Your task is to restate word for word the line containing "Locate the element that corresponds to the evergreen" and each line that follows it in the listing, and only those.

┌──

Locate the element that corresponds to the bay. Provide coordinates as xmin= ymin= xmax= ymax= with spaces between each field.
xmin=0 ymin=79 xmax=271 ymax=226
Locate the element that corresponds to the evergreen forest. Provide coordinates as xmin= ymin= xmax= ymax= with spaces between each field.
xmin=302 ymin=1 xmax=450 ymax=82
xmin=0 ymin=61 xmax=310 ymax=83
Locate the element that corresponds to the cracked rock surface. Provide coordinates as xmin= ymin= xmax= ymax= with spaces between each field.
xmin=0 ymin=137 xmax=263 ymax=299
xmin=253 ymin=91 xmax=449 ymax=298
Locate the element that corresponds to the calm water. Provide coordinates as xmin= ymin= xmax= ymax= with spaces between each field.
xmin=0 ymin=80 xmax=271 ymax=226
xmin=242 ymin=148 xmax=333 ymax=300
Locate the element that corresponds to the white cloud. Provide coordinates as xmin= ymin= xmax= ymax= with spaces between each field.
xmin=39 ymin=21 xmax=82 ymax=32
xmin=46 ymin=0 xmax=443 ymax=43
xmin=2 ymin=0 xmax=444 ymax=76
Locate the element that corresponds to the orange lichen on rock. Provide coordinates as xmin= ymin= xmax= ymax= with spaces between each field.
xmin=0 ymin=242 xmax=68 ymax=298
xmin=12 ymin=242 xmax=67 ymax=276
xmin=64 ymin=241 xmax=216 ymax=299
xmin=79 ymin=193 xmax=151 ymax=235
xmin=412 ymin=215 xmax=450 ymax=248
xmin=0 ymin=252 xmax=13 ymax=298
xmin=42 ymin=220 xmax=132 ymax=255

└──

• _Output for this task_:
Locate the element that corresponds to the evergreen forest. Provide coordinates as xmin= ymin= xmax= ymax= with spaces between each field.
xmin=302 ymin=1 xmax=450 ymax=82
xmin=0 ymin=61 xmax=310 ymax=83
Locate the element that corresponds to the cracked rock surface. Provide coordinates as xmin= ymin= xmax= ymax= with spaces between each field.
xmin=0 ymin=137 xmax=263 ymax=299
xmin=253 ymin=91 xmax=449 ymax=298
Locate the element that corresponds to the calm water. Provide coordinates as xmin= ymin= xmax= ymax= with spaces between each field.
xmin=0 ymin=80 xmax=271 ymax=226
xmin=242 ymin=148 xmax=333 ymax=300
Locate the element that corresponds to the white cloud. Provide coordinates as xmin= ymin= xmax= ymax= with spaces between each field.
xmin=39 ymin=21 xmax=82 ymax=32
xmin=46 ymin=0 xmax=443 ymax=43
xmin=2 ymin=0 xmax=444 ymax=76
Locate the element that corresponds to the orange lichen on rock. Provide coordinates as xmin= ymin= xmax= ymax= with spaces between each field.
xmin=0 ymin=242 xmax=68 ymax=298
xmin=12 ymin=242 xmax=67 ymax=276
xmin=64 ymin=241 xmax=216 ymax=299
xmin=79 ymin=193 xmax=151 ymax=235
xmin=412 ymin=215 xmax=450 ymax=248
xmin=0 ymin=252 xmax=13 ymax=298
xmin=42 ymin=220 xmax=132 ymax=255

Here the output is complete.